QUOTED PASSAGE →
Saying Farewell To a Tradition

One of my first “grown-up” clothing purchases was a black pencil skirt and a blush color silk blouse. I was barely eighteen years old and had been in the workforce for only a few months when I realized jeans and a tee with my navy cardigan were not going to be appropriate for every situation. I visited Masengill’s Specialty Shop to invest in my first important clothing purchase. Even at that early age, I must have instinctively known that the basics would allow me to be appropriately dressed for many life events. I wore these pieces separately and together for the next ten plus years until they fell apart from use.

The skirt and blouse were worn when I modeled for a friend who was building his photography portfolio. I was about twenty-four years old in this photo, taken in the park by my little apartment in Norfolk, Virginia.

I was deeply saddened when I recently read in the newspaper that Masengill’s was closing after more than one hundred years at the corner of North Roan and East Main streets. Founded in November 1916 by John Masengill, the store celebrated a century of business in December, but now Ambers Wilson has decided to close the store he has owned and operated since 1958.

On Saturday, I made a final visit to walk through the elegant building and make one last purchase from the store that has supplied all of the most important clothing purchases of my life.

When I was in pageants or going to a prom, I didn’t think of going to any other store. I always purchased my gowns in the salon on the second floor. Many of my coats and jackets were purchased in the first-floor boutique.

EXTRACTED MATERIAL →
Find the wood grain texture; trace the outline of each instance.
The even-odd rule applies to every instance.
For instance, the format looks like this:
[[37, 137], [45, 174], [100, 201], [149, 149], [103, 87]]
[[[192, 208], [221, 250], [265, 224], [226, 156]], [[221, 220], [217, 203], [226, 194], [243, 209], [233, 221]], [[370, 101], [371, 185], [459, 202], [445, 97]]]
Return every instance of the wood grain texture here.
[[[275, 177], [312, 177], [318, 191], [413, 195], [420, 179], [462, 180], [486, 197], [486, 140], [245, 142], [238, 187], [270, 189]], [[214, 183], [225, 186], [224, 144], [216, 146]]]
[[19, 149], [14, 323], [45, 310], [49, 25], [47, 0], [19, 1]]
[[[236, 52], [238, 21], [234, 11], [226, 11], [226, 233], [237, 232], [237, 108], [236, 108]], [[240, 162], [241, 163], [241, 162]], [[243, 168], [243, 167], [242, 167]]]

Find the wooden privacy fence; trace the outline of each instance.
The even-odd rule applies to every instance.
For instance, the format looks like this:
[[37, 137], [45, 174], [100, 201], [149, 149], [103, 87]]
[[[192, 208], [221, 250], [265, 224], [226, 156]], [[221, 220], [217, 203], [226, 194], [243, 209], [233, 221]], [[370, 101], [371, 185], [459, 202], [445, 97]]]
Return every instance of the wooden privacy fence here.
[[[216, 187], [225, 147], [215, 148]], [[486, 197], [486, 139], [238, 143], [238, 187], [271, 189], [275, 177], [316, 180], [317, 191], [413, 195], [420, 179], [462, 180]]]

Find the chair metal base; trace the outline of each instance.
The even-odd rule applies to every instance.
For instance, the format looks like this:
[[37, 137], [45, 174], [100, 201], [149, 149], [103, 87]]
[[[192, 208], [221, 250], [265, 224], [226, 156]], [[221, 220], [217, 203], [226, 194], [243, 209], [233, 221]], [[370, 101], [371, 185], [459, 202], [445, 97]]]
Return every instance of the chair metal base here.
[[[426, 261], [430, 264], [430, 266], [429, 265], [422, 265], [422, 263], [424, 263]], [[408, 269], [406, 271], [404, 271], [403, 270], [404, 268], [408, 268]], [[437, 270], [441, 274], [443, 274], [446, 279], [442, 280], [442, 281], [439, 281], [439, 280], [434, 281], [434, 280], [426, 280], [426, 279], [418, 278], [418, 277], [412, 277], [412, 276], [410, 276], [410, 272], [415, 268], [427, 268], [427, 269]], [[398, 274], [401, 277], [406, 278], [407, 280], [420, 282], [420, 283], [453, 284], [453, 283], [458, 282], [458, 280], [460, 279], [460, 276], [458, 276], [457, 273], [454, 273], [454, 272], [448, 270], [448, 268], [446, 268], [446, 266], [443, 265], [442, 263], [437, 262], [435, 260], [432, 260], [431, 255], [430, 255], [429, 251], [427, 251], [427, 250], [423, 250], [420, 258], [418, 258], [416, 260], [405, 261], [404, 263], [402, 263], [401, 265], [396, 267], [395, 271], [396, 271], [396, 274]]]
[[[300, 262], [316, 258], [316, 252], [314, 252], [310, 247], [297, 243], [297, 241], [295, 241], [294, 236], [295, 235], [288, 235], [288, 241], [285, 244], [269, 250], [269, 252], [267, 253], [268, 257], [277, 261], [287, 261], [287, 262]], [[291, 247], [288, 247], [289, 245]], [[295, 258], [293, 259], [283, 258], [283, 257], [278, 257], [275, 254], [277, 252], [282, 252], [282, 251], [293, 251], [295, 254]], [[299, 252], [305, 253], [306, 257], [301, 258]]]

REQUIREMENT 1 → From the Masengill's essay, reproduce the part that opens with the words containing "The skirt and" and closes with "in Norfolk, Virginia.".
REQUIREMENT 2 → According to the Masengill's essay, when was the store founded, and by whom?
REQUIREMENT 3 → List every article of clothing that the Masengill's essay says the writer bought at Masengill's.
The items have no connection to the Masengill's essay.

CORRECT ANSWER 1 →
The skirt and blouse were worn when I modeled for a friend who was building his photography portfolio. I was about twenty-four years old in this photo, taken in the park by my little apartment in Norfolk, Virginia.

CORRECT ANSWER 2 → In November 1916, by John Masengill.

CORRECT ANSWER 3 →
- Black pencil skirt
- Blush color silk blouse
- Gowns
- Coats
- Jackets